Action item - Your task is to copy every line of the entries that contains "instance".

Records to use -
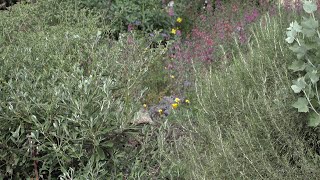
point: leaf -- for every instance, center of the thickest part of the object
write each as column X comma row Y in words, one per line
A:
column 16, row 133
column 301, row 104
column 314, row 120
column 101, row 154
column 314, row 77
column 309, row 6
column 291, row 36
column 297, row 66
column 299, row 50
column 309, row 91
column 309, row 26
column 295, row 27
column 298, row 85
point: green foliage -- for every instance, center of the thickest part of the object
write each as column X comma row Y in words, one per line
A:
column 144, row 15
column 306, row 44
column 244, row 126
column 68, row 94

* * *

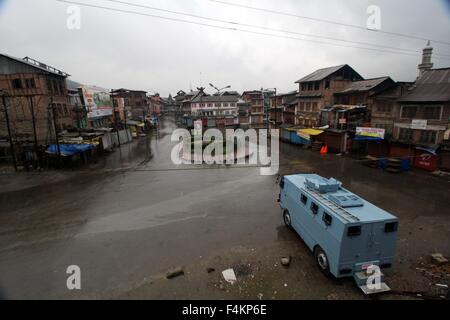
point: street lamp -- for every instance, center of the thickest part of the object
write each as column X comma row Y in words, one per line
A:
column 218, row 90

==

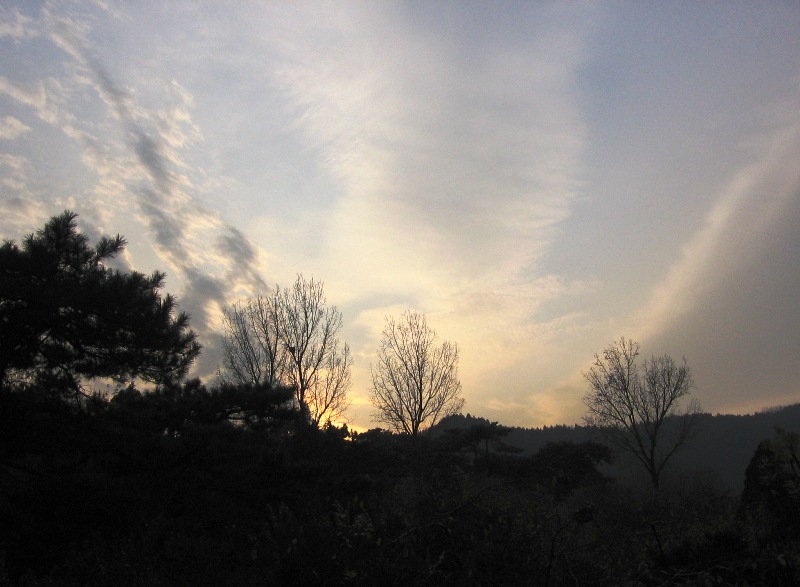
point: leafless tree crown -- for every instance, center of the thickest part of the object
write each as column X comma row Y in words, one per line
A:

Task output -
point: leaf -- for every instance, center of the thickest part of the object
point: green foliage -- for every instance, center of the thickest part of the object
point: street lamp -- for every instance, center of the thickest part of the object
point: leafless tree crown -- for every instance, center of the thickest part of the object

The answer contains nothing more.